| What is required |
Exact copy, pictures excluded: reproduce every record below.
+ + + + +
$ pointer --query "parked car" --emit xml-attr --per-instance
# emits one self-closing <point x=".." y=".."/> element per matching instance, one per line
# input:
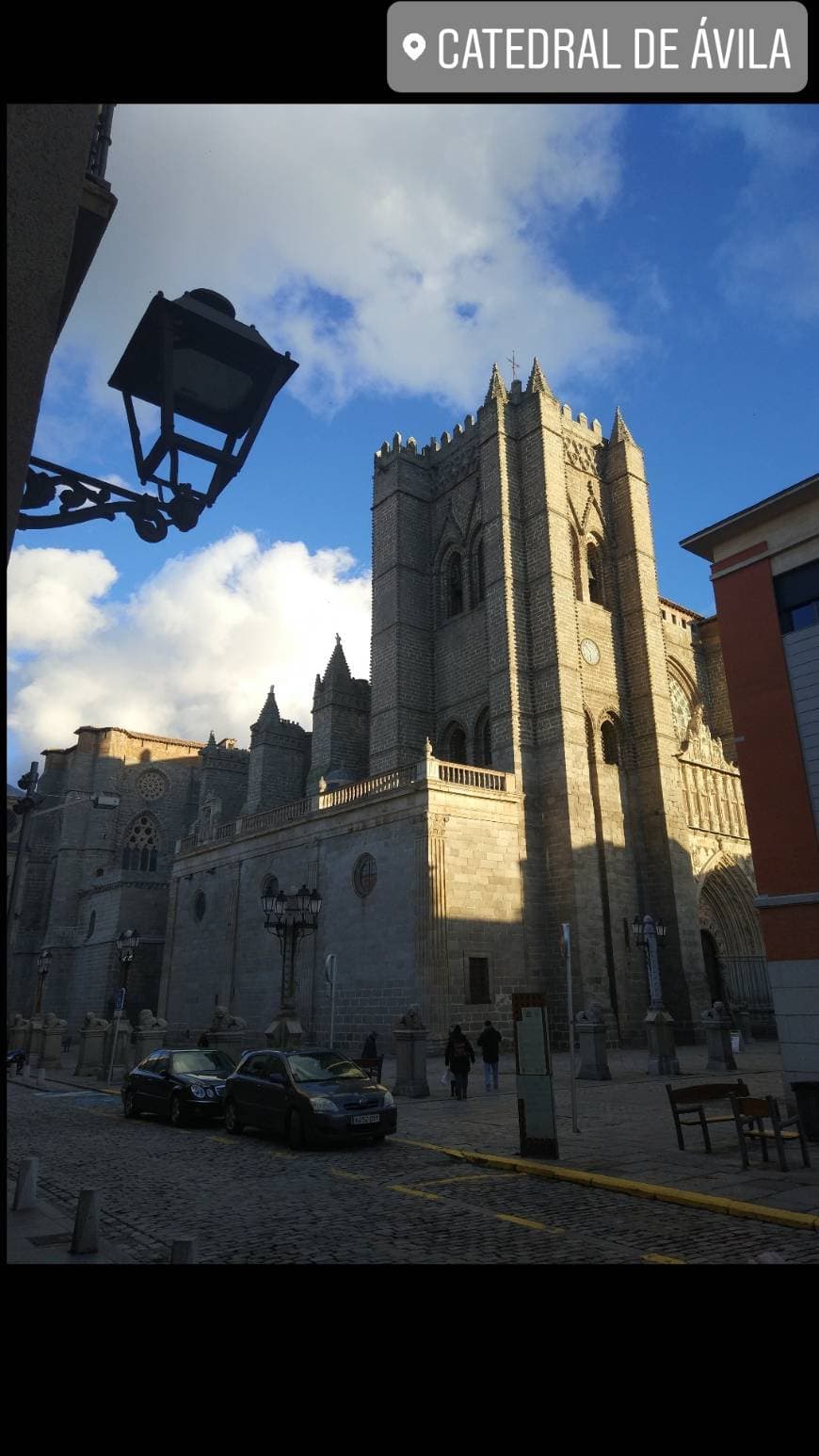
<point x="307" y="1093"/>
<point x="181" y="1085"/>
+ + + + +
| Expected answer |
$ pointer --query "parked car" --emit xml-attr --per-instance
# emits one self-closing <point x=".." y=".."/> element per matching instance, one per line
# input:
<point x="307" y="1093"/>
<point x="181" y="1085"/>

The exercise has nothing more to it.